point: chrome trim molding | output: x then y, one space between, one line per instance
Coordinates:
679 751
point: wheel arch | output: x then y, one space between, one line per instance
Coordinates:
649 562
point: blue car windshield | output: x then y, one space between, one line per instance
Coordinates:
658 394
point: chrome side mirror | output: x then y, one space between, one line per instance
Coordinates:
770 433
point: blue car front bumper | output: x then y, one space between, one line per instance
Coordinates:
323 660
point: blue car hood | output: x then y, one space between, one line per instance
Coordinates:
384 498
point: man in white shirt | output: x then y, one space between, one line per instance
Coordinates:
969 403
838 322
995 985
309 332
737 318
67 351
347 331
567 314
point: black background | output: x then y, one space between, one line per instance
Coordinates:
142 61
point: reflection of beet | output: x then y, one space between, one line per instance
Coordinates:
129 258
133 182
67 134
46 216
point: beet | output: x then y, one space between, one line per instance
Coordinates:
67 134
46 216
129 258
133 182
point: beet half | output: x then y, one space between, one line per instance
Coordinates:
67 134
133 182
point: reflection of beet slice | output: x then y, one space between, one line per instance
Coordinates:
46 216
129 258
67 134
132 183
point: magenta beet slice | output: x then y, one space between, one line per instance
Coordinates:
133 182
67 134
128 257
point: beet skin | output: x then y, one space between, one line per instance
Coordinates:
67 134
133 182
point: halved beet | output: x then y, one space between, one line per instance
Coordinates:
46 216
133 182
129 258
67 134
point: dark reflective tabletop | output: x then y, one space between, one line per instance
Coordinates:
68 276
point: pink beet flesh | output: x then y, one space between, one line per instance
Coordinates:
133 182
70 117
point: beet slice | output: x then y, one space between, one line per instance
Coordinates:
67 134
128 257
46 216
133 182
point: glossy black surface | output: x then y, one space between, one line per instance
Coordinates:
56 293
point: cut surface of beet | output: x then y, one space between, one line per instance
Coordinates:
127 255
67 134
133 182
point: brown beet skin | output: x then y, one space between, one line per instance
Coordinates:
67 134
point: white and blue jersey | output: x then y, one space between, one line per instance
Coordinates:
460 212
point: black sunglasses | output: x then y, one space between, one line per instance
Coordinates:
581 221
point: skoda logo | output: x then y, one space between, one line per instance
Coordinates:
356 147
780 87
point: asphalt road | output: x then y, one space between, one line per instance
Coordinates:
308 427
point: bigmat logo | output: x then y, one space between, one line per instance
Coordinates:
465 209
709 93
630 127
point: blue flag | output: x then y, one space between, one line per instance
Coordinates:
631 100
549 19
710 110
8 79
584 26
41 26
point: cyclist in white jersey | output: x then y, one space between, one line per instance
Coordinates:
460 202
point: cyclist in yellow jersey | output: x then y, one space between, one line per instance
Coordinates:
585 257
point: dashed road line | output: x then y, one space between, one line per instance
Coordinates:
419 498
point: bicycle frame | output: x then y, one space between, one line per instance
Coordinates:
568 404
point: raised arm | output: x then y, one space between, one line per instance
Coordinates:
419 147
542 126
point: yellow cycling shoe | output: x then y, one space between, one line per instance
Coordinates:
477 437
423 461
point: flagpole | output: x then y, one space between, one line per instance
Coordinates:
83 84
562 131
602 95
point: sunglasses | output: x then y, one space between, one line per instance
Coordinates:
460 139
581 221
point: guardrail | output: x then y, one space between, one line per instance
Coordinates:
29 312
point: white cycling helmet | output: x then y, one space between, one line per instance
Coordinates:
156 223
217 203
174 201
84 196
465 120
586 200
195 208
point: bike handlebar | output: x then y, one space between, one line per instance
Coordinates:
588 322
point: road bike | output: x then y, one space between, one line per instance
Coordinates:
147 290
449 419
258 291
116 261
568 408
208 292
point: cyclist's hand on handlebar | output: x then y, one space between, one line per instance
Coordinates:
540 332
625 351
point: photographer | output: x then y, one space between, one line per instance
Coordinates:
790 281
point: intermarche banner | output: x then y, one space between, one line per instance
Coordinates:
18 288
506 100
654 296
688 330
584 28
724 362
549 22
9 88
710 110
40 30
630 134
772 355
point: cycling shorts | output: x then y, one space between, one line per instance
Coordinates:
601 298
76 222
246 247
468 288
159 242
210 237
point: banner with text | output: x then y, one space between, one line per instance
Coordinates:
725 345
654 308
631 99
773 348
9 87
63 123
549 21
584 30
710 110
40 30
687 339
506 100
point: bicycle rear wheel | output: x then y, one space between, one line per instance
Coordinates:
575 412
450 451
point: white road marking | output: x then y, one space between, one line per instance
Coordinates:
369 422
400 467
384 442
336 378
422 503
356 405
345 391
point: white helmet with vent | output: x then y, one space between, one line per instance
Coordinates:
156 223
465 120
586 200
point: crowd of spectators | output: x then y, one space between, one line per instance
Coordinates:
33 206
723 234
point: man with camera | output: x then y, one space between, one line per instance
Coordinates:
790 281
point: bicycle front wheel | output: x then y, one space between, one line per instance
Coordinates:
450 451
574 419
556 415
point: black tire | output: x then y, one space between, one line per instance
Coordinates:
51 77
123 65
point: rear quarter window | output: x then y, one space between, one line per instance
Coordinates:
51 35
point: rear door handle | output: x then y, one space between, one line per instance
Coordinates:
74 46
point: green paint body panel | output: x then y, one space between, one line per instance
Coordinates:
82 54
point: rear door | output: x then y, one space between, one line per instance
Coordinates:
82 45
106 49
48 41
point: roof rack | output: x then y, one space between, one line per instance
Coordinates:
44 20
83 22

*Task objective*. Write out the entries above word for word.

*Correct answer*.
point: chrome trim molding | output: x then y, one space between, one line per instance
Coordinates:
679 751
point: wheel arch | output: x then y, one space between, one line per instance
Coordinates:
649 562
point: blue car windshield | output: x then y, one space between, one line per instance
Coordinates:
658 394
point: chrome side mirror | output: x then y, one space between, one line per instance
Coordinates:
770 433
point: blue car front bumper | output: x then y, one space between, one line per instance
Coordinates:
323 660
point: blue car hood | output: x then y, one space between, one line per instance
Coordinates:
384 498
point: man in white shirt | output: x then y, one space between, one line per instance
Coordinates:
969 403
838 322
995 985
309 332
737 318
67 351
347 331
567 314
point: black background | output: x then y, one space between, one line per instance
Coordinates:
142 61
point: reflection of beet | output: x then y, one space between, one line per instance
Coordinates:
129 258
133 182
67 134
46 216
point: beet | output: x then y, one space between, one line per instance
Coordinates:
67 134
46 216
129 258
133 182
point: beet half | output: x then y, one space between, one line per instance
Coordinates:
67 134
133 182
point: reflection of beet slice | output: x then y, one space between, one line per instance
Coordinates:
46 216
129 258
67 134
132 183
point: magenta beet slice | output: x then y, one space between, one line per instance
Coordinates:
133 182
67 134
128 257
point: beet skin | output: x then y, one space between, one line per instance
Coordinates:
67 134
133 182
point: halved beet | output: x then y, one space between, one line per instance
Coordinates:
46 216
133 182
129 258
67 134
point: dark reflective tabletop | output: x then y, one space between, one line per instance
Coordinates:
68 276
point: pink beet flesh | output: x then y, one space between, one line per instance
Coordinates:
133 182
70 117
point: beet slice | output: x then y, one space between, one line per instance
Coordinates:
67 134
128 257
46 216
133 182
point: glossy black surface | output: x then y, one space between, one line per instance
Coordinates:
56 293
point: cut surface of beet | output: x then y, one space between, one line per instance
Coordinates:
127 255
67 134
133 182
point: brown beet skin | output: x then y, one space between, one line per instance
Coordinates:
67 134
point: white and blue jersey | output: x then y, one space between, one line per instance
Coordinates:
460 212
point: black sunglasses | output: x then y, one space between, one line per instance
Coordinates:
581 221
point: skoda logo | output: x then y, one space between, one line per instance
Coordinates:
356 147
780 87
point: asphalt road | output: x then y, one space between, one line per instance
Coordinates:
308 427
point: bigmat logo | output: x then y, one space between, one line per instance
Coordinates:
465 209
709 93
630 127
point: blue flag | output: x then y, one space between, one line per instance
Coordinates:
631 100
549 19
710 110
8 79
584 26
41 26
point: cyclist in white jersey | output: x then y, one space between, one line per instance
Coordinates:
460 202
point: cyclist in yellow jersey | output: x then y, one space between, one line per instance
Coordinates:
585 257
point: dashed road line | output: x then y, one space between, one line per instance
Coordinates:
419 498
point: bicycle frame | output: x then y, one space between, one line per instance
Coordinates:
568 404
point: raised arm | output: x then y, one space between, one line per instance
Coordinates:
419 147
542 126
point: yellow cycling shoe | output: x then y, one space between, one line per instance
Coordinates:
477 437
423 461
point: flagpole | output: x then y, one space between, one line per instance
Coordinates:
83 84
562 131
602 95
point: sunglasses | output: x then y, one space between, one line per instance
Coordinates:
460 139
581 221
point: guardrail | output: x then y, one space between, one line per instance
Coordinates:
29 312
point: white cycling helmet | output: x then y, one space between, one line per instance
Coordinates:
156 223
217 203
174 201
84 196
465 120
586 200
195 208
point: bike handlebar | output: x then y, one space between, one line per instance
Coordinates:
588 322
point: road bike | output: x then y, one space between, one line per instance
Coordinates:
147 290
449 419
258 291
116 261
568 408
208 292
point: cyclist's hand on handlebar | output: x then y, one space between, one line per instance
Coordinates:
540 332
625 351
point: photographer | output: x then y, one space between, one line per instance
Coordinates:
790 281
point: intermarche banner | output: x then y, one space between, one line per instance
Coordinates:
18 288
506 100
654 296
688 330
584 28
724 362
549 22
9 88
710 110
40 30
630 134
772 355
point: cycling shorts | output: x then y, one space between, one line per instance
Coordinates:
601 298
76 222
246 247
468 288
159 242
210 237
point: banner with text | output: x then y, one space between, one line per instance
Coordinates:
725 345
654 308
631 99
773 348
9 87
63 123
549 21
584 30
710 110
40 30
687 339
506 100
point: bicycle rear wheel | output: x then y, one space between, one line per instance
Coordinates:
575 412
450 451
point: white road marking | output: x then y, one space between, one line per instance
Coordinates:
369 422
400 467
384 442
336 378
422 503
356 405
345 391
point: white helmet with vent | output: x then y, one space between, one line per instance
Coordinates:
156 223
465 120
586 200
point: crowd of spectators | output: x then y, one space between, one line per instance
Coordinates:
33 206
723 234
point: man with camera | output: x then y, one space between, one line per instance
Coordinates:
790 281
point: bicycle front wheel | output: x then y, one space between, one line per instance
Coordinates:
450 451
574 419
556 415
point: black tire | output: x then y, one space between, one line per instance
Coordinates:
51 77
123 65
point: rear quarter window | output: x then y, one space between, one line per instance
Coordinates:
51 35
point: rear door handle | output: x then y, one space between, one line per instance
Coordinates:
74 46
point: green paint body panel | output: x then y, one space between, one line per instance
Coordinates:
82 54
point: rear door | output: x then y, one space between, one line per instance
Coordinates:
82 45
106 49
48 41
point: roof rack | output: x then y, one space between, one line per instance
Coordinates:
44 20
83 22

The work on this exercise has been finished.